The parallel I propose with the current drift of the global crisis is transparent: The moai are the speculative bubbles erected by our state and entrepreneurial clans. They are moai built on financial and real state speculation that, upon an intensified competition, will not take long to exhaust the productive resources of our real economy.

Don’t tell me it is not depressing to see those empty cities of the Mediterranean coast (Manilva) or the outskirts of Madrid (Cesena); they are authentic deserted moai abandoned after the burst of the housing bubble. Just like the islanders who got into debt and exhausted their sources of livelihood in order to build the moai, our islanders of liberal capitalism have done the same in order to build their leveraged speculative pyramids. They have sucked on public soil, solvent credits, productive labor and the entrepreneurial web, leading the system to a collective collapse.

How can we stop and reverse this self-destructive drift?

What escape scenarios can we imagine for this constant escalation of the global crisis? Jared Diamond points out that when we enter a spiral of intensified competition, there are only two ways of avoiding the collective collapse: the self-limitation of the competitors or the rationing imposed by public powers. These two solutions are equal to the self regulation of markets and the Keynesian intervention by the State. But one excludes the other, so we still do not know which one will prevail in the long term. So let’s make some science fiction and speculate about the four possible ways out of the crisis.

> Provided data:
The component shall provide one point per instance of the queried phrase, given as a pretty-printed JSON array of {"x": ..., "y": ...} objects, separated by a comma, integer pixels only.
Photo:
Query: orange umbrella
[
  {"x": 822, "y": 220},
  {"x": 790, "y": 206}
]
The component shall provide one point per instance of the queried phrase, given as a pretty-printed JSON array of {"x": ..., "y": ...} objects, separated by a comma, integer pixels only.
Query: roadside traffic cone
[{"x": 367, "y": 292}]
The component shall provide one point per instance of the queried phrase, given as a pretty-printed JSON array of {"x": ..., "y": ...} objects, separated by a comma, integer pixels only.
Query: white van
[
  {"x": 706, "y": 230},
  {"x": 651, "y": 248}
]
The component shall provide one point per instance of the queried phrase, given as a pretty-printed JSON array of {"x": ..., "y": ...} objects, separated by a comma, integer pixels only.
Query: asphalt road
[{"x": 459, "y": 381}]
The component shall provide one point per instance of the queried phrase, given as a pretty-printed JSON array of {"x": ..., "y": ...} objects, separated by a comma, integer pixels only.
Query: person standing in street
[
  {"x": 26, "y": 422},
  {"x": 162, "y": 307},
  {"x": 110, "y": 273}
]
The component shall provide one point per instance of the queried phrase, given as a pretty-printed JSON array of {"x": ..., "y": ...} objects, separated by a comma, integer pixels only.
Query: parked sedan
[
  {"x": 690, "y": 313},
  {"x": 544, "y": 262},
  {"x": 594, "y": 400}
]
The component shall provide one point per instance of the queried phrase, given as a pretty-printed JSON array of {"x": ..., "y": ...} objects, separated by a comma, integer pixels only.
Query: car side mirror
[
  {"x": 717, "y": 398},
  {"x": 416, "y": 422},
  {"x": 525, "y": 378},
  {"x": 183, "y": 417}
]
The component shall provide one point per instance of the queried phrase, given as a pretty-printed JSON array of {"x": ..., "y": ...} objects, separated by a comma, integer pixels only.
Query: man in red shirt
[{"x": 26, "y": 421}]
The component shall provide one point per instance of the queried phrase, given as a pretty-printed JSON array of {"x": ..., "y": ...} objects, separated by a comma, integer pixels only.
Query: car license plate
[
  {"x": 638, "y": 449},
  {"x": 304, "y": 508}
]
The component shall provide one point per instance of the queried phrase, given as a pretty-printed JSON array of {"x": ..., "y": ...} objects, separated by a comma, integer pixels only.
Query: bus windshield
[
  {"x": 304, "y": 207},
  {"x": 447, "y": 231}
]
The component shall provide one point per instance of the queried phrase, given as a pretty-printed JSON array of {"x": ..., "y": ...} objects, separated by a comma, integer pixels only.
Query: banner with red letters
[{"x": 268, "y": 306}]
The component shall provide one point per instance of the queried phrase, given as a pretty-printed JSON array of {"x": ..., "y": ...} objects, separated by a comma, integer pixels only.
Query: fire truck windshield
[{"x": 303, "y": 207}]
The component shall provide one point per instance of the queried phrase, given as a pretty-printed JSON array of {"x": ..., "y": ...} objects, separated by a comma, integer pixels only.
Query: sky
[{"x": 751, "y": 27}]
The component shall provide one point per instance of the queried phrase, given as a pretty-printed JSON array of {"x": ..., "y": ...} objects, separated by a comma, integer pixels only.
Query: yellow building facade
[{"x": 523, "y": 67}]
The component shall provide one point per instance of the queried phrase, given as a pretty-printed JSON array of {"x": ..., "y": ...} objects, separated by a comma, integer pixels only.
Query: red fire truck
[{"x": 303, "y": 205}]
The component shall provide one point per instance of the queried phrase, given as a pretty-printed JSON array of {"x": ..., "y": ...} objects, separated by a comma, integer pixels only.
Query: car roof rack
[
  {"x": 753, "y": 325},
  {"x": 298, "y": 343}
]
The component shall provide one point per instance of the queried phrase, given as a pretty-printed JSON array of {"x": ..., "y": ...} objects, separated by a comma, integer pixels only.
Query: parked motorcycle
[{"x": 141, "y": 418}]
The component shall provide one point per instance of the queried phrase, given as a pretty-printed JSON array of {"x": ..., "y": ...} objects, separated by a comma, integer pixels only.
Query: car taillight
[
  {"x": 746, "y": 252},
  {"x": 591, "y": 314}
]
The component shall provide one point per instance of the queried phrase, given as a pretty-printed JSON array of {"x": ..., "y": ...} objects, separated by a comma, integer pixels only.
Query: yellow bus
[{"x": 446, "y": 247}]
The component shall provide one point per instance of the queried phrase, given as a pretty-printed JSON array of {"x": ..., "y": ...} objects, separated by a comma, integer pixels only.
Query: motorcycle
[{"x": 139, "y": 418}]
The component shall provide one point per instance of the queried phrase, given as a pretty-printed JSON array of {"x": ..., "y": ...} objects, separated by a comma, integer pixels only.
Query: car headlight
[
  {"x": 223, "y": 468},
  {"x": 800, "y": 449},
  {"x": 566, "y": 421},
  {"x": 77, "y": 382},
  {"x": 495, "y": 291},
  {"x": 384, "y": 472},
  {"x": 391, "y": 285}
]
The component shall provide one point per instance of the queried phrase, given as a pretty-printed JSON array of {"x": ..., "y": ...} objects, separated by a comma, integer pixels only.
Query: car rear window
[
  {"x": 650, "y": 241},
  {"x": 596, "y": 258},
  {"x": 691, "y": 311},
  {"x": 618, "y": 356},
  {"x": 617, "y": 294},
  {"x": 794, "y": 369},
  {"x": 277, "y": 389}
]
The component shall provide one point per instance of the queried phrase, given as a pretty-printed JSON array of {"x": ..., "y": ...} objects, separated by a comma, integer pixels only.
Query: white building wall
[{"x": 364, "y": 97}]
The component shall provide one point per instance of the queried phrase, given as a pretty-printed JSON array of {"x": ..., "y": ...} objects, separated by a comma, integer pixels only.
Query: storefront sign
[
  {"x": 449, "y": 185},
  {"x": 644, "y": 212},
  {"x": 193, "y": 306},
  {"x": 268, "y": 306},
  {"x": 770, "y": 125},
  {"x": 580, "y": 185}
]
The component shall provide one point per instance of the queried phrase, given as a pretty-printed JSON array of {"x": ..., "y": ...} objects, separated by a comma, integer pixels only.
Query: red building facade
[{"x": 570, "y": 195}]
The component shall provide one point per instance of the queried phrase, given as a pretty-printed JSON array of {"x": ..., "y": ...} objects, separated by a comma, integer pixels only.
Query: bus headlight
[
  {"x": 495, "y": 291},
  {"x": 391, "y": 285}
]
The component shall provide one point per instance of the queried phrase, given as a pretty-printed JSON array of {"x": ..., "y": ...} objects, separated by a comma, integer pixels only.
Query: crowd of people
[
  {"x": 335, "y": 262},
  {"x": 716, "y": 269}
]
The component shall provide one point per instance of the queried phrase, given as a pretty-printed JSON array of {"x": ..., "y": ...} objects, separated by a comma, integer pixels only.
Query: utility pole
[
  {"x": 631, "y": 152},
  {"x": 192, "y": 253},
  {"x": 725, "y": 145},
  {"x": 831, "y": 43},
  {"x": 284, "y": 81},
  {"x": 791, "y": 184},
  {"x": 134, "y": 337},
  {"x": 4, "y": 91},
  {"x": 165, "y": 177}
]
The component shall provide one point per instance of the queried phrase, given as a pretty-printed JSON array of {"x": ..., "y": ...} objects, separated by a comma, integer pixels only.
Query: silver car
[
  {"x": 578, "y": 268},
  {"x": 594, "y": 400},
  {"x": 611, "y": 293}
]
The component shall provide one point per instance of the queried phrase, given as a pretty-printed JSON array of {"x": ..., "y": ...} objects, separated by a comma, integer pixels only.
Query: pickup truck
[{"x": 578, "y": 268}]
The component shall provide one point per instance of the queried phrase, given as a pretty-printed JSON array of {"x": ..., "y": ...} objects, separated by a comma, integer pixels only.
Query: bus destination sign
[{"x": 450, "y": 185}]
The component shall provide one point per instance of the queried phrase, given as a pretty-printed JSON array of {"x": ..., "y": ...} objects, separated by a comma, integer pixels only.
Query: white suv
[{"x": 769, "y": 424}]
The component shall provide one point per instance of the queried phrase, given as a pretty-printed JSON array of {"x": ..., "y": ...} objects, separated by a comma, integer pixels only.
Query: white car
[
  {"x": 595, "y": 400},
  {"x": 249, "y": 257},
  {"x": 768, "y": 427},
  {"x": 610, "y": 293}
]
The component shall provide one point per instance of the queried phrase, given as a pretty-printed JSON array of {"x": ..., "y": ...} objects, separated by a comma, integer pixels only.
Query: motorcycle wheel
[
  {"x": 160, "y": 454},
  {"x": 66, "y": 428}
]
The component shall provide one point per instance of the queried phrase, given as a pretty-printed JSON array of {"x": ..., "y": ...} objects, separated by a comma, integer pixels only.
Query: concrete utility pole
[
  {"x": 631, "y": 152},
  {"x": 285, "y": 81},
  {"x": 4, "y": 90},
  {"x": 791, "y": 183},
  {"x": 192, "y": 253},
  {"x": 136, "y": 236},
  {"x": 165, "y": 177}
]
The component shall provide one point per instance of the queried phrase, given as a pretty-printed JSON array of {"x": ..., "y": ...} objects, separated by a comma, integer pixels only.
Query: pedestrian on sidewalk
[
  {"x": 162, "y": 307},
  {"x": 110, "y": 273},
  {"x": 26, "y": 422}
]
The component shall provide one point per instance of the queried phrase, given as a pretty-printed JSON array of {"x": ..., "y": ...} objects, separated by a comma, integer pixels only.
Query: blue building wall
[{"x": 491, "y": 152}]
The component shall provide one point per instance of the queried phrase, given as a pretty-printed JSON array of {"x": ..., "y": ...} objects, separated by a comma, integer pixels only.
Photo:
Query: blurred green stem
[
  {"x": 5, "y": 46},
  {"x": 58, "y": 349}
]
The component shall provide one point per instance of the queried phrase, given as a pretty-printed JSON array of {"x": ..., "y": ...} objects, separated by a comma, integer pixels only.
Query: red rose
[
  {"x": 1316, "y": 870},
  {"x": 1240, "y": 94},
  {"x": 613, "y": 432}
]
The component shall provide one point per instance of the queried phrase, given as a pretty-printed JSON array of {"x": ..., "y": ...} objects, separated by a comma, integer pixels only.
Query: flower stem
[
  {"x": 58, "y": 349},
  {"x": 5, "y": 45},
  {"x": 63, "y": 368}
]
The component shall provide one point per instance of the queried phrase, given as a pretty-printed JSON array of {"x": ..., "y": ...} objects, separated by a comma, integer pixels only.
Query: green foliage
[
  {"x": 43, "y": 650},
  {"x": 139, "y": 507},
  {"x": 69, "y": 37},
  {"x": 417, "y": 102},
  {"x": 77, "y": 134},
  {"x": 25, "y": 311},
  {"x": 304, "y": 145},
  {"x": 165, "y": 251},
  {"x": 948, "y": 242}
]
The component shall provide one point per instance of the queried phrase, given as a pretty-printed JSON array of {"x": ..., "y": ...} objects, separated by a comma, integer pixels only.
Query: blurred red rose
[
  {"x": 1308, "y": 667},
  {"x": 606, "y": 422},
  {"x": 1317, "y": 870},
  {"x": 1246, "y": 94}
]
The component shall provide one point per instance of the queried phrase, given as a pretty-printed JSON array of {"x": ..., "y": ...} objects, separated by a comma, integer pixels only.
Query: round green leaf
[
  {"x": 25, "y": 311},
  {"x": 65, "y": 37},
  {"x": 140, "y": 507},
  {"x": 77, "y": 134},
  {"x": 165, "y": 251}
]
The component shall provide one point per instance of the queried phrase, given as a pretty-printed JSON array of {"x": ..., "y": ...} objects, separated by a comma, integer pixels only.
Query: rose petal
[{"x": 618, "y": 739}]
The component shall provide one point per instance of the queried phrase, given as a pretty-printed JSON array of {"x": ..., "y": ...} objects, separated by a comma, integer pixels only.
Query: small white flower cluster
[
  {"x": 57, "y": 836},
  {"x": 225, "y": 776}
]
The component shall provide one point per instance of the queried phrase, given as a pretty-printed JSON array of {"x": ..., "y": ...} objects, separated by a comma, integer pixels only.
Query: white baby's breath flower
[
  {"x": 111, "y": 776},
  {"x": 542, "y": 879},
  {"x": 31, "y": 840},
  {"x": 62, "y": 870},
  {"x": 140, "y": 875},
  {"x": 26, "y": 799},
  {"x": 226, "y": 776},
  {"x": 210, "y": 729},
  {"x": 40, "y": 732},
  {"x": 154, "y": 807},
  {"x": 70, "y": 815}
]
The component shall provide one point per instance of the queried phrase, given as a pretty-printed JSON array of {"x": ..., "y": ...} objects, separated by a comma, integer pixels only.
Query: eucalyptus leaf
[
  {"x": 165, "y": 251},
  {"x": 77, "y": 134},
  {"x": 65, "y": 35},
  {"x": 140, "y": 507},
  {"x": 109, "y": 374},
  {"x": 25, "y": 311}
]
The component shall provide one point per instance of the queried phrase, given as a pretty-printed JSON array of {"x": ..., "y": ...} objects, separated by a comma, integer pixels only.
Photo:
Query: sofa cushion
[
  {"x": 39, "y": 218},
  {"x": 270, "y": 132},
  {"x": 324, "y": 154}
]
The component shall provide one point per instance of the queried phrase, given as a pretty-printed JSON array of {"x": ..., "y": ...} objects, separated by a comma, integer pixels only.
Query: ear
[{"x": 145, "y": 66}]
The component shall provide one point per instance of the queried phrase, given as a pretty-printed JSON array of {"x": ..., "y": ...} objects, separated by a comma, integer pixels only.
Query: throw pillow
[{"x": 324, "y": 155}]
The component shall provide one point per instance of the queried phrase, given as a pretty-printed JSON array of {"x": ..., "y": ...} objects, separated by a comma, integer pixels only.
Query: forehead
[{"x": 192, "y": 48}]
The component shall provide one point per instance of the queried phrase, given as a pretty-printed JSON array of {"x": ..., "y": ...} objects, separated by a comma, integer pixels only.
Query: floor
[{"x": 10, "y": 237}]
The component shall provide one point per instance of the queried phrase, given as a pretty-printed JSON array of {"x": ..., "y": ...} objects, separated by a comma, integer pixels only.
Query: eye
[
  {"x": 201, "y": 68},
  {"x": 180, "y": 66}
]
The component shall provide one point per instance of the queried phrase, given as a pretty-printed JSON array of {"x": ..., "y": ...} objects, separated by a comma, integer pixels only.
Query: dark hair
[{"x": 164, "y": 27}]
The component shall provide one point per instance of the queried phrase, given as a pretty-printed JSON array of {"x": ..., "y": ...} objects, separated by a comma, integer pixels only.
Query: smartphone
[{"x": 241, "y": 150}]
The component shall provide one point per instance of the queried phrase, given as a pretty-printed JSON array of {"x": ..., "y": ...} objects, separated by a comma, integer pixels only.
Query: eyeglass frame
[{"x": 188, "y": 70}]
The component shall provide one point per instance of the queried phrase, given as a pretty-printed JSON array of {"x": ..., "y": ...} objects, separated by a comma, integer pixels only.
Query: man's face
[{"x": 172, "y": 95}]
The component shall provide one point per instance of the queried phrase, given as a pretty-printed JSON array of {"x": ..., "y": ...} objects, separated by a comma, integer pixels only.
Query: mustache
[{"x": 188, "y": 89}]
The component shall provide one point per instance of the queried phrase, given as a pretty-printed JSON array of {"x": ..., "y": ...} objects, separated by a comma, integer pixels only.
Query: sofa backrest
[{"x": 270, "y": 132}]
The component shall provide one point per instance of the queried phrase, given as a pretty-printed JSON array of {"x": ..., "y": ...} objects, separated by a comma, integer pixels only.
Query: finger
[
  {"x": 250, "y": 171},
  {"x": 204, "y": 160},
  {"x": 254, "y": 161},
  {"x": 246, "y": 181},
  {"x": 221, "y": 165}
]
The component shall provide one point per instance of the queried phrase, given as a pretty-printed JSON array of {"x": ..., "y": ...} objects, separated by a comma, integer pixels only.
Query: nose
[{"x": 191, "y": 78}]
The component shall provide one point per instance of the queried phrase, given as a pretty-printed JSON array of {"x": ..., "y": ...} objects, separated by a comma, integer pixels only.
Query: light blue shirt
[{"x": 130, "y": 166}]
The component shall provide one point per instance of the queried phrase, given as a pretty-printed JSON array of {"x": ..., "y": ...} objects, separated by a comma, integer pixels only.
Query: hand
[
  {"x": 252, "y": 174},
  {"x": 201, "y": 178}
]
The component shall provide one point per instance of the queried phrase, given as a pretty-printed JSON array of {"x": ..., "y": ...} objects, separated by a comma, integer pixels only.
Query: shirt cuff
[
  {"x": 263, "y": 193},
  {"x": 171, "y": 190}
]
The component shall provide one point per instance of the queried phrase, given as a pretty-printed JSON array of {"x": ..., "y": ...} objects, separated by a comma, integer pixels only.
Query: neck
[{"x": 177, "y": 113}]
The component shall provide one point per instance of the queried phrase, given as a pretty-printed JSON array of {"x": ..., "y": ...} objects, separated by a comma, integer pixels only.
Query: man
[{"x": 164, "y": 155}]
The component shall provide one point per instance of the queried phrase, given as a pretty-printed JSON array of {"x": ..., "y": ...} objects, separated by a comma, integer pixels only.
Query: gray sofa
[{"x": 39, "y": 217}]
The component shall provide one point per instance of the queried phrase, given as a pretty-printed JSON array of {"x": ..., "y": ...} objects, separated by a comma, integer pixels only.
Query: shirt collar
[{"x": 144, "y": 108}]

> Problems:
[1] Pull out the part of the essay on the moai and the global crisis starting at "Don’t tell me" and ending at "this self-destructive drift?".
[2] Write the next part of the essay on the moai and the global crisis, picking up after its final sentence.

> The results:
[1]
Don’t tell me it is not depressing to see those empty cities of the Mediterranean coast (Manilva) or the outskirts of Madrid (Cesena); they are authentic deserted moai abandoned after the burst of the housing bubble. Just like the islanders who got into debt and exhausted their sources of livelihood in order to build the moai, our islanders of liberal capitalism have done the same in order to build their leveraged speculative pyramids. They have sucked on public soil, solvent credits, productive labor and the entrepreneurial web, leading the system to a collective collapse.

How can we stop and reverse this self-destructive drift?

[2]
The first one is the liberal escape proposed by global financial powers, backed by international organizations such as the UN, the IMF or the OECD: an intense crisis that will last only 2 or 3 years until the deleveraging process is completed, with very high social costs, after which a slow recuperation will take place that will give place to a new self-sustained, stable growth process, eventually subject to open new business sources that can become moai (pyramids or speculative bubbles). This cyclic scenario means not changing the current market system, where the Keynesian State is merely decorative, servile and temporary, but whose exceptional intervention will restore the absolute domination of the global market. The chances of this escape are uncertain because the light Keynesianism “Barack Obama style” seems to be destined to fail, since free markets cannot be governed as they are a spontaneous order. The invisible hand of the State can regulate them, changing their incentive structure, but it cannot impose any executive regulations. When it tries to do so, the invisible hand of the market reacts, generating a spontaneous mess like the current one.

Thus, we come to the second predictable way out of the crisis, which is the definite collapse of the markets after the failure of light Keynesianism, forcing the State to a hardcore intervention through massive bank and bankrupt enterprise nationalization and the possible closing of stock markets. This escape implies the suppression or the suspension of free markets, which will be replaced by a mercantile protectionism (Colbertism) of Chinese style and Prussian inspiration. However, with this, the virtuality of economic cycles will be annulled, and the crisis will stop being an inflection point between recessive and ascendant phases in order to become a state of stable stagnation in the shape of an L (descendant falling branch followed by a long lasting lateral depression).

But if the depression perpetuates itself, the state or protectionist escape will aggravate the climate of social conflict. Then, a third exit will be possible, and maybe probable, which can be violent, warlike or even revolutionary. In the end, the collapse of Easter Island became a bloodbath. The same thing occurred with the economic depression of the 1930s, which ended with the decline of the protectionist gods.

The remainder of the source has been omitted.